- [What you are asked to do]
Look through the material beneath and copy each line with the word "roof".
BEGIN Supplied material
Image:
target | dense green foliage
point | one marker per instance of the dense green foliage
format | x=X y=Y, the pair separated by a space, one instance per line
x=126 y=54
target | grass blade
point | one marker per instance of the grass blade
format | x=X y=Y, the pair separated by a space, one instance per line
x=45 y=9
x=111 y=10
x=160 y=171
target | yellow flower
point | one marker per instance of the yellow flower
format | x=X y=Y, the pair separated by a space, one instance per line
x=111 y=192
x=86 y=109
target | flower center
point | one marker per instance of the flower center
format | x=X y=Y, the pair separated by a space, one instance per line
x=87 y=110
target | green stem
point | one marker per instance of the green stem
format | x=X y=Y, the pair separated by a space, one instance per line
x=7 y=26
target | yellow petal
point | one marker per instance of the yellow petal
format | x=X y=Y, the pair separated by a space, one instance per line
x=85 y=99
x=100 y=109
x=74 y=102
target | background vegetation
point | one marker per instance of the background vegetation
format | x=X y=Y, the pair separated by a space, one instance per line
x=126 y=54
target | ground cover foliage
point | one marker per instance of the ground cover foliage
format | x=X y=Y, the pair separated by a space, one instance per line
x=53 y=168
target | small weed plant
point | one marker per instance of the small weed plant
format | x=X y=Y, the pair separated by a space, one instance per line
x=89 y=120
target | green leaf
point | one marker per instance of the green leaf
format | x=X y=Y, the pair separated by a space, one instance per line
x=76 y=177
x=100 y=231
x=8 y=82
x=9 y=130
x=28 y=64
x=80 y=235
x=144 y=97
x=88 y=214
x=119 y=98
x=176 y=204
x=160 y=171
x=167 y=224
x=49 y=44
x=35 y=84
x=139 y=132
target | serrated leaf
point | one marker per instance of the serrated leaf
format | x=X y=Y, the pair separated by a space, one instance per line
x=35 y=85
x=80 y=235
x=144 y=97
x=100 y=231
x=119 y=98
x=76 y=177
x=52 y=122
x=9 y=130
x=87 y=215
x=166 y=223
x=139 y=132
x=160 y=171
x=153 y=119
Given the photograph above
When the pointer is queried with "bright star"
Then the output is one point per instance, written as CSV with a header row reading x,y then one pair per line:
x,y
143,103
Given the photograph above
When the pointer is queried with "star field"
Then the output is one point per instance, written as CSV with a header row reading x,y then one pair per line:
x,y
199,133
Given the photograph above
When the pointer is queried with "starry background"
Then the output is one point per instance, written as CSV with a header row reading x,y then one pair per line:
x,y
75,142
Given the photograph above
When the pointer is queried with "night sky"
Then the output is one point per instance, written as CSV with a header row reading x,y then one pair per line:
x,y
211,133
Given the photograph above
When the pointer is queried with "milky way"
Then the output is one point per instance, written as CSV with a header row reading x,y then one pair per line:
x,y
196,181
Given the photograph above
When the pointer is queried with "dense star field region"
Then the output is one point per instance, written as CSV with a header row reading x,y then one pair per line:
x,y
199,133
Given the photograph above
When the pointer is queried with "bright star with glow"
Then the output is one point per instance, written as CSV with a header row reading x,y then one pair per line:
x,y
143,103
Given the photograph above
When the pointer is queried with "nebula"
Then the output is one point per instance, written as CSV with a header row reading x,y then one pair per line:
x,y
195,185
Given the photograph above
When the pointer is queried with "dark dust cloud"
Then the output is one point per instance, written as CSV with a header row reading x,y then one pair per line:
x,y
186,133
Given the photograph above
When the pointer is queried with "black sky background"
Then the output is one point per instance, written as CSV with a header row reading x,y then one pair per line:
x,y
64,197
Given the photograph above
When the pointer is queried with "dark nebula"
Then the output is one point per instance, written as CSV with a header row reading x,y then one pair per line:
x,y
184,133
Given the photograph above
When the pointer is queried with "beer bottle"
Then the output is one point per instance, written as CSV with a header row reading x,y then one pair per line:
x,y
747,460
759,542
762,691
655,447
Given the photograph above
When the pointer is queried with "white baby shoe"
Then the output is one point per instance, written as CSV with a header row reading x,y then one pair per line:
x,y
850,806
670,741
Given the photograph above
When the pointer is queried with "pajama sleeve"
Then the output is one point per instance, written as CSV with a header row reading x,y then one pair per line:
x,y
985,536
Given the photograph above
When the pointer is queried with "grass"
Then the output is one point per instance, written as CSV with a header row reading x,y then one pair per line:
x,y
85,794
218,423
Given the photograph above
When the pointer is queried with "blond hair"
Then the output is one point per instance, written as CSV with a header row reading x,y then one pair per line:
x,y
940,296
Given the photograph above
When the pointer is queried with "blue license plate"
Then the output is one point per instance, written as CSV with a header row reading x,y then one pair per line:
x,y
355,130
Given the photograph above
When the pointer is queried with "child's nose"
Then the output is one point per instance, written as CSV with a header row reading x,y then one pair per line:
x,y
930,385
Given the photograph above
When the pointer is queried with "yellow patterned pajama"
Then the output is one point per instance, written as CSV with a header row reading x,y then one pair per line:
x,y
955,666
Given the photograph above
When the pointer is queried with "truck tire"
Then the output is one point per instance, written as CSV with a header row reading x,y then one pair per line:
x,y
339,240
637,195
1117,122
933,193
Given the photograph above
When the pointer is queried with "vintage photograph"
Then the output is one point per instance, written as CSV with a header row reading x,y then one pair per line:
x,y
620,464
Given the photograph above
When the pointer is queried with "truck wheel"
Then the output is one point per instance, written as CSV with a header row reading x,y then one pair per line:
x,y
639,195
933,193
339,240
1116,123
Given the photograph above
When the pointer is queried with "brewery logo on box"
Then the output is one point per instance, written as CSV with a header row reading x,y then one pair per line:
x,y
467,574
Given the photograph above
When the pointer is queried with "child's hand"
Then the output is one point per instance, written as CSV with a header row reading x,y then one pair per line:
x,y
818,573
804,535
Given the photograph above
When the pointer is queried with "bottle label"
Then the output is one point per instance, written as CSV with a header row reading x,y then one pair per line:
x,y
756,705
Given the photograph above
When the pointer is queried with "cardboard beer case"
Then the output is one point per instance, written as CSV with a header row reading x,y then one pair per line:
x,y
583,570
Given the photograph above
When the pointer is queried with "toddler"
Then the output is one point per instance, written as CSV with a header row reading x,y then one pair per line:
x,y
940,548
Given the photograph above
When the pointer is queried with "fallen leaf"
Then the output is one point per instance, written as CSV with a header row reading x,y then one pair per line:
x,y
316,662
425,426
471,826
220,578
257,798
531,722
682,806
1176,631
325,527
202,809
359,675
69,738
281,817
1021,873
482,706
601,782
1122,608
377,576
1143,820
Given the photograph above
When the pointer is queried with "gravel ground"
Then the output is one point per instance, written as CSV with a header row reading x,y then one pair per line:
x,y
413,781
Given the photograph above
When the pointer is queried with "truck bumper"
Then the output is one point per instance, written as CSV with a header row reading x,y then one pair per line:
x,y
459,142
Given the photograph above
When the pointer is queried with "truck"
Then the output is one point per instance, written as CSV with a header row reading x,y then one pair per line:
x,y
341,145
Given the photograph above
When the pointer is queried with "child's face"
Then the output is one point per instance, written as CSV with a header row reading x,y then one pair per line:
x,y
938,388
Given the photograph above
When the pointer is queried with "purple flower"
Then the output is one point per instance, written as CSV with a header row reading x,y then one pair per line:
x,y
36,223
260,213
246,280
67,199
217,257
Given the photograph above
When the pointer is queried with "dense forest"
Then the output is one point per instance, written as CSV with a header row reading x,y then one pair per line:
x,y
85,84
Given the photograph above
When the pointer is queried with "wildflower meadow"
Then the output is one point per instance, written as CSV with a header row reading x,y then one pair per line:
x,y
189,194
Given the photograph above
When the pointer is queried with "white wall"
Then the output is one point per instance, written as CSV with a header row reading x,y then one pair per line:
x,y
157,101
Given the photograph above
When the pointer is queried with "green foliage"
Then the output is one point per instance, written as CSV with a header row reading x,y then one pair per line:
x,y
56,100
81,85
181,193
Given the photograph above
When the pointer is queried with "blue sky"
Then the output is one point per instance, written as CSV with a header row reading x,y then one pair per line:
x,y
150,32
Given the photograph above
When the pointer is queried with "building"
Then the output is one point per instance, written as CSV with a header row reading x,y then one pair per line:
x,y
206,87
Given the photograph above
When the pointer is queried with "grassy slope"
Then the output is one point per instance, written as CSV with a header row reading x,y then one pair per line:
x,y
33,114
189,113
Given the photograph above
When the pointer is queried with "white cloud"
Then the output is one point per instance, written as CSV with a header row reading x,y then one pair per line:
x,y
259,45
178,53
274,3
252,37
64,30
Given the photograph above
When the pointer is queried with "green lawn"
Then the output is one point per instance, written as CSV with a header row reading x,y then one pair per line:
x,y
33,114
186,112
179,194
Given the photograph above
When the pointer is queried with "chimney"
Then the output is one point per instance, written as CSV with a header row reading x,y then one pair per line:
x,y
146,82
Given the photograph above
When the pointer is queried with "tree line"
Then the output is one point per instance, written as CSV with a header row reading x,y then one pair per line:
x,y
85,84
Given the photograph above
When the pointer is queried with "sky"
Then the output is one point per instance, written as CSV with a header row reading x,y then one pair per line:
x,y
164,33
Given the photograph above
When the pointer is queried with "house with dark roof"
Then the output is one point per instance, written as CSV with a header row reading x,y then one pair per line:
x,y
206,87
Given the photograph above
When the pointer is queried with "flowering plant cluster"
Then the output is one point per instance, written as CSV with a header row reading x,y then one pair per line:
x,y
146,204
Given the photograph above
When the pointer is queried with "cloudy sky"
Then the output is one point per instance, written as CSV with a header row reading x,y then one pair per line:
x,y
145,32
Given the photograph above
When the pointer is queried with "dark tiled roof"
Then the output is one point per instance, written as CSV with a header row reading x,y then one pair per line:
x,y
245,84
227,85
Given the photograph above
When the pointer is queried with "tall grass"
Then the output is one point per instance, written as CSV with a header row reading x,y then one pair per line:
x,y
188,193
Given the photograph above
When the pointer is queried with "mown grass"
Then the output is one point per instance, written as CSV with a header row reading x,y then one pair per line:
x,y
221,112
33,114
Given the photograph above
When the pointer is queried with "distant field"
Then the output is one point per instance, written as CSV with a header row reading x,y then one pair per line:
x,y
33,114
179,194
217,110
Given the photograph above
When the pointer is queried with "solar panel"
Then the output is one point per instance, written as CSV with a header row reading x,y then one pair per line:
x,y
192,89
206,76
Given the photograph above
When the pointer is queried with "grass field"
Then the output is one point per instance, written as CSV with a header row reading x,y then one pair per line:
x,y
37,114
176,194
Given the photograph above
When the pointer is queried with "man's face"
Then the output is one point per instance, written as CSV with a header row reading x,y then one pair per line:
END Supplied material
- [Result of this exercise]
When the pointer is queried with "house with dark roof"
When the pointer is queried with "dark tiled roof"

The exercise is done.